◆ **What you are asked to do**
In the entries that follow, find the line containing "Target: young woman"; from there, copy every line exactly through the line containing "point(153, 95)".

◆ **Source data**
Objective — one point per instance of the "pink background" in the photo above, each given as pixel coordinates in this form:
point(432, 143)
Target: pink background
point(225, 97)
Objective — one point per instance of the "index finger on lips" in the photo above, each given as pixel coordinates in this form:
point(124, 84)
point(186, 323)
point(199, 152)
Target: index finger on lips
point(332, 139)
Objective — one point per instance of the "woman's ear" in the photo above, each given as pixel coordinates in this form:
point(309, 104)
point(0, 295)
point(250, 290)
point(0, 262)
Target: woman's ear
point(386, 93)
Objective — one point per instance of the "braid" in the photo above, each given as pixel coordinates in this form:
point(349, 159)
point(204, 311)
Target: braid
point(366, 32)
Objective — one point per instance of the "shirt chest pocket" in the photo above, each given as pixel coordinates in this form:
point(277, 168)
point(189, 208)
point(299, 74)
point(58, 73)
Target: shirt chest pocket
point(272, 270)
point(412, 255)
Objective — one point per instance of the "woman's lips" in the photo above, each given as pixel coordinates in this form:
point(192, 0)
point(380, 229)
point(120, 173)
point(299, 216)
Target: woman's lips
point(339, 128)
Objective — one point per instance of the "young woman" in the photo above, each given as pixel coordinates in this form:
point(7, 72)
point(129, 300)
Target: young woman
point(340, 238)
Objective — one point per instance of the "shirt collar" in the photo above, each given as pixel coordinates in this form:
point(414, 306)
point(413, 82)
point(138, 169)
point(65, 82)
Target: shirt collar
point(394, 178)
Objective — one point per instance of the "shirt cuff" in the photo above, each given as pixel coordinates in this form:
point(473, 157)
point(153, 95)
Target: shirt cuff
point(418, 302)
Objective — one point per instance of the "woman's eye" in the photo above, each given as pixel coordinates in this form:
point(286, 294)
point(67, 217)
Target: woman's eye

◆ **Answer section**
Target: young woman
point(340, 238)
Objective — one point per instance of the "shirt collar" in the photo above, each given as pixel coordinates in this form:
point(414, 306)
point(413, 82)
point(138, 169)
point(65, 82)
Target: shirt collar
point(394, 178)
Objective — one point per instance of the "shirt cuff" in the photo above, each given as pixel coordinates in this form:
point(473, 157)
point(153, 95)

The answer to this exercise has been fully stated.